Beginning with the line that contains "Provide an outline for every instance of the rear" and continuing through the final line of the material, render those lines as a numbered list, omitting any blank lines.

* Source records

◆ ◆ ◆ ◆ ◆ ◆ ◆

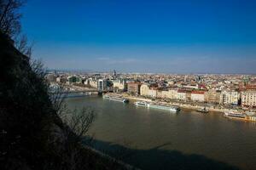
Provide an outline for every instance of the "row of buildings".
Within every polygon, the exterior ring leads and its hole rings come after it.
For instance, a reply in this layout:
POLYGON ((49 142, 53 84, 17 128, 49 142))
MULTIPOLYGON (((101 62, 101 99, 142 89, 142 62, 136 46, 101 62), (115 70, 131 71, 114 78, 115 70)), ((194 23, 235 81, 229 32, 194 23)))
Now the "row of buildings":
POLYGON ((256 77, 236 75, 49 74, 49 82, 183 102, 256 108, 256 77), (250 85, 252 84, 252 85, 250 85))
POLYGON ((243 90, 195 89, 184 87, 160 88, 142 82, 130 82, 127 87, 131 94, 153 99, 256 107, 256 87, 254 89, 243 90))

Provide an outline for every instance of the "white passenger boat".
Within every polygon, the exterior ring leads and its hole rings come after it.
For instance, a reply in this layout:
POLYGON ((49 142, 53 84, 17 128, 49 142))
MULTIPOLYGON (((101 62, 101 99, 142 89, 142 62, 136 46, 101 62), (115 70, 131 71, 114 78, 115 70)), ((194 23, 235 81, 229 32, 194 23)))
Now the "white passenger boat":
POLYGON ((138 106, 148 107, 148 103, 143 102, 143 101, 137 101, 137 102, 134 103, 134 105, 138 105, 138 106))
POLYGON ((148 107, 149 108, 154 108, 154 109, 160 109, 160 110, 166 110, 172 112, 177 112, 180 110, 180 109, 177 106, 169 106, 169 105, 162 105, 158 104, 148 104, 148 107))
POLYGON ((245 119, 246 115, 243 113, 236 113, 233 111, 224 112, 224 116, 230 118, 238 118, 238 119, 245 119))
POLYGON ((169 111, 172 111, 172 112, 179 111, 179 108, 176 107, 176 106, 163 105, 158 105, 158 104, 154 104, 154 103, 147 103, 147 102, 144 102, 144 101, 137 101, 134 104, 136 105, 138 105, 138 106, 166 110, 169 110, 169 111))
POLYGON ((120 101, 120 102, 123 102, 123 103, 128 103, 129 102, 129 99, 127 99, 125 98, 121 98, 121 97, 119 97, 119 96, 111 96, 111 95, 108 95, 108 94, 103 95, 103 99, 108 99, 114 100, 114 101, 120 101))

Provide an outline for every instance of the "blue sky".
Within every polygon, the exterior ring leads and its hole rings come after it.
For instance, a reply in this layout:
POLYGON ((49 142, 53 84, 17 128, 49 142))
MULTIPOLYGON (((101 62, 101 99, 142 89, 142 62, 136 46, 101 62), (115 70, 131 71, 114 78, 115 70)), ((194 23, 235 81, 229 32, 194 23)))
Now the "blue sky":
POLYGON ((28 0, 23 31, 50 69, 256 73, 253 0, 28 0))

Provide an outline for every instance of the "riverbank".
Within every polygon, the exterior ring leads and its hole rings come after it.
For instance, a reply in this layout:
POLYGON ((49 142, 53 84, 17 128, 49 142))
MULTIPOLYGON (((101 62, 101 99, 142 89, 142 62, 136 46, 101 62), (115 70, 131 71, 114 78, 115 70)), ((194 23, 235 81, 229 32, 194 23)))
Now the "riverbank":
MULTIPOLYGON (((173 105, 173 106, 177 106, 181 109, 186 109, 186 110, 201 110, 204 107, 207 107, 209 111, 211 112, 218 112, 218 113, 225 113, 225 112, 235 112, 235 113, 242 113, 244 114, 244 118, 236 118, 236 116, 225 116, 229 119, 236 119, 236 120, 240 120, 240 121, 247 121, 247 122, 256 122, 256 114, 255 112, 253 112, 253 115, 247 115, 247 112, 244 110, 230 110, 227 108, 216 108, 214 105, 202 105, 202 104, 196 105, 196 104, 189 104, 189 103, 182 103, 182 102, 177 102, 177 101, 162 101, 160 99, 146 99, 143 97, 138 97, 138 96, 131 96, 128 95, 127 94, 108 94, 108 95, 119 97, 119 98, 123 98, 123 99, 130 99, 131 102, 136 102, 136 101, 143 101, 143 102, 155 102, 158 104, 165 105, 173 105)), ((252 113, 252 112, 251 112, 252 113)))

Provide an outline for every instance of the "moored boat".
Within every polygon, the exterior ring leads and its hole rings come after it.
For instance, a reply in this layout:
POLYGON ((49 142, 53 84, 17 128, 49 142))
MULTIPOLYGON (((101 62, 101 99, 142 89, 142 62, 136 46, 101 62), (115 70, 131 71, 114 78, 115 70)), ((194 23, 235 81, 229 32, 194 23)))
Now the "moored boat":
POLYGON ((108 99, 114 100, 114 101, 120 101, 120 102, 123 102, 123 103, 128 103, 129 102, 128 99, 121 98, 121 97, 119 97, 119 96, 111 96, 111 95, 108 95, 108 94, 103 95, 103 99, 108 99))
POLYGON ((163 105, 158 105, 158 104, 153 104, 153 103, 148 104, 148 107, 166 110, 169 110, 169 111, 175 112, 175 113, 179 111, 179 107, 177 107, 177 106, 163 105))
POLYGON ((230 118, 246 119, 246 115, 243 113, 236 113, 233 111, 224 112, 224 116, 230 118))
POLYGON ((138 106, 148 107, 148 103, 143 102, 143 101, 137 101, 137 102, 134 103, 134 105, 138 105, 138 106))
POLYGON ((209 112, 209 110, 207 109, 206 107, 201 108, 201 109, 198 109, 196 110, 199 111, 199 112, 201 112, 201 113, 208 113, 209 112))

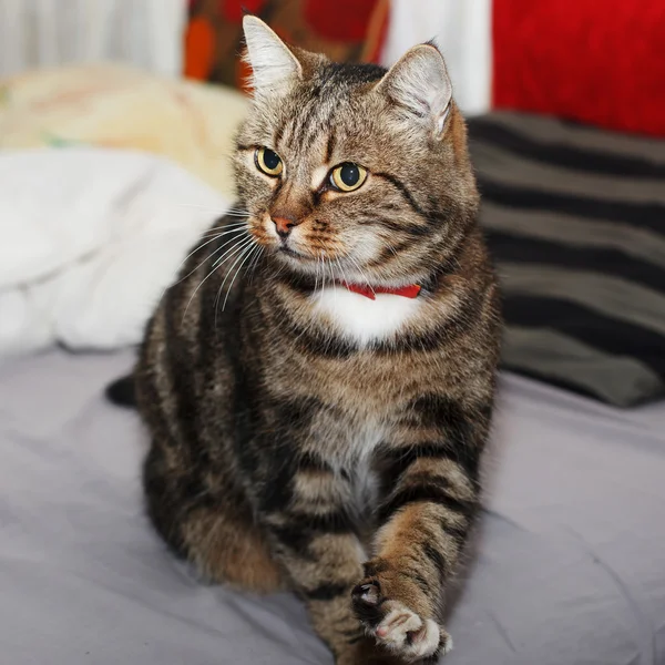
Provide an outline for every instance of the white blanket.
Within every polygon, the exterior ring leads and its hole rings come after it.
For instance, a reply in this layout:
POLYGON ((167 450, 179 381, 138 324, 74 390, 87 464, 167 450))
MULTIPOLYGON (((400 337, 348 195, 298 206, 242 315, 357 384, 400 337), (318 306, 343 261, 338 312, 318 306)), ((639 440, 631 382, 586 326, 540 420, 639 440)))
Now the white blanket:
POLYGON ((187 250, 227 204, 139 152, 0 153, 0 356, 137 342, 187 250))

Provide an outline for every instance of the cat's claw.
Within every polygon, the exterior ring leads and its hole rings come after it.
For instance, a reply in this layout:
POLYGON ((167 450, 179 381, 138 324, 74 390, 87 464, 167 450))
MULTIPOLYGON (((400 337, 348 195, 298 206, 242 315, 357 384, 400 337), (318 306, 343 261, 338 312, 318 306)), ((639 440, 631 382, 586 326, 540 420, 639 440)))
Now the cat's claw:
POLYGON ((352 597, 367 634, 400 658, 421 661, 452 648, 452 640, 437 622, 422 618, 400 601, 382 597, 377 582, 356 586, 352 597))

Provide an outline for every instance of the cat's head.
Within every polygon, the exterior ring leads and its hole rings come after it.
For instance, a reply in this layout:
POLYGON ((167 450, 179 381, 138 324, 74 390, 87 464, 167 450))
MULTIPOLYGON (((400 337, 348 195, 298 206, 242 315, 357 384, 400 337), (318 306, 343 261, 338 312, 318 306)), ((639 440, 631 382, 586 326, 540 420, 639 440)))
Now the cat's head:
POLYGON ((255 17, 244 30, 254 101, 235 171, 255 241, 310 275, 426 278, 478 204, 439 50, 415 47, 387 71, 291 48, 255 17))

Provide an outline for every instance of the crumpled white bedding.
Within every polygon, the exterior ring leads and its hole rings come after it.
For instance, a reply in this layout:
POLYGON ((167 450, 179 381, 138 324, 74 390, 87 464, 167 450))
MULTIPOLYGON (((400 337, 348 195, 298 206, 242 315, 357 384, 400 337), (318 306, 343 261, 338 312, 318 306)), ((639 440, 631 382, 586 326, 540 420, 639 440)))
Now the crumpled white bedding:
POLYGON ((227 204, 146 153, 1 152, 0 357, 137 342, 187 249, 227 204))

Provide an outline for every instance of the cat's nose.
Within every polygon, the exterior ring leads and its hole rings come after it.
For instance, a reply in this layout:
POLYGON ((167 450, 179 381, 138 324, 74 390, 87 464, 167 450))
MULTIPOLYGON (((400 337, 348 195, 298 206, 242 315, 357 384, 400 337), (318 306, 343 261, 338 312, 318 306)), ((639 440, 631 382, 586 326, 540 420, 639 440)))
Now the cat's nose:
POLYGON ((293 217, 270 217, 275 224, 275 231, 280 238, 285 238, 297 222, 293 217))

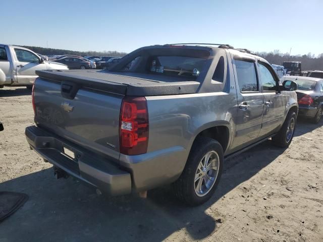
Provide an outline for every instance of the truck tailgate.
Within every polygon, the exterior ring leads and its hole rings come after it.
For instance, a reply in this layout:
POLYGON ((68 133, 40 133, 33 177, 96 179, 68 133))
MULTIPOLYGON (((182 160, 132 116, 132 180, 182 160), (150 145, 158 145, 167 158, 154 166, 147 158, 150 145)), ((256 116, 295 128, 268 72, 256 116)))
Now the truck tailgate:
POLYGON ((38 126, 118 161, 123 95, 39 77, 34 97, 38 126))

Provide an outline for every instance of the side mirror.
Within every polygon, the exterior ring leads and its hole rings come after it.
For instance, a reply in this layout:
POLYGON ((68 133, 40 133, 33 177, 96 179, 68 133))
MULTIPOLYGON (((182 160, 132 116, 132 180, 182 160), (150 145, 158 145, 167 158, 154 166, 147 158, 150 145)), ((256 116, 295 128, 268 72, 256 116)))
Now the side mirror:
POLYGON ((298 89, 298 84, 293 81, 286 80, 283 84, 285 91, 296 91, 298 89))

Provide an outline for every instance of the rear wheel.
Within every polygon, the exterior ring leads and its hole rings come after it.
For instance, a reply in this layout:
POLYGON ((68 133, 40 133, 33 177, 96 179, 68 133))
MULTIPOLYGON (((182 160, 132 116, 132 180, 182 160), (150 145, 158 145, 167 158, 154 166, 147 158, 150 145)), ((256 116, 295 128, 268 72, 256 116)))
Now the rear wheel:
POLYGON ((314 124, 318 124, 321 119, 322 112, 323 112, 323 108, 321 106, 318 108, 318 110, 317 110, 317 112, 316 113, 316 114, 315 115, 315 117, 314 117, 313 118, 313 119, 312 119, 312 122, 314 124))
POLYGON ((192 206, 207 201, 220 181, 223 160, 223 149, 218 141, 209 138, 198 138, 182 174, 173 184, 176 196, 192 206))
POLYGON ((280 130, 272 139, 274 144, 282 148, 289 146, 295 134, 296 118, 296 113, 294 111, 290 111, 288 113, 280 130))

◆ ◆ ◆ ◆ ◆ ◆ ◆

* Expected answer
1. Provide an outline for every instance of the rear wheel.
2. Within every polygon, the exterior ring leads and its hole rings come after it.
3. For instance, a reply in this layout:
4. POLYGON ((68 133, 40 133, 33 177, 96 179, 68 133))
5. MULTIPOLYGON (((182 160, 132 116, 132 180, 182 160), (150 145, 158 145, 167 158, 154 166, 147 158, 150 145)), ((256 116, 295 128, 268 72, 256 116)))
6. Now the rear wheel:
7. POLYGON ((314 124, 318 124, 321 119, 322 112, 323 112, 323 108, 321 106, 318 108, 318 110, 317 110, 317 112, 316 113, 316 114, 315 115, 315 117, 314 117, 313 118, 313 119, 312 119, 312 122, 314 124))
8. POLYGON ((192 206, 207 201, 220 181, 223 160, 223 149, 218 141, 209 138, 198 138, 182 174, 173 184, 176 196, 192 206))
9. POLYGON ((280 130, 272 139, 274 144, 282 148, 289 146, 295 134, 296 118, 296 113, 294 111, 290 111, 288 113, 280 130))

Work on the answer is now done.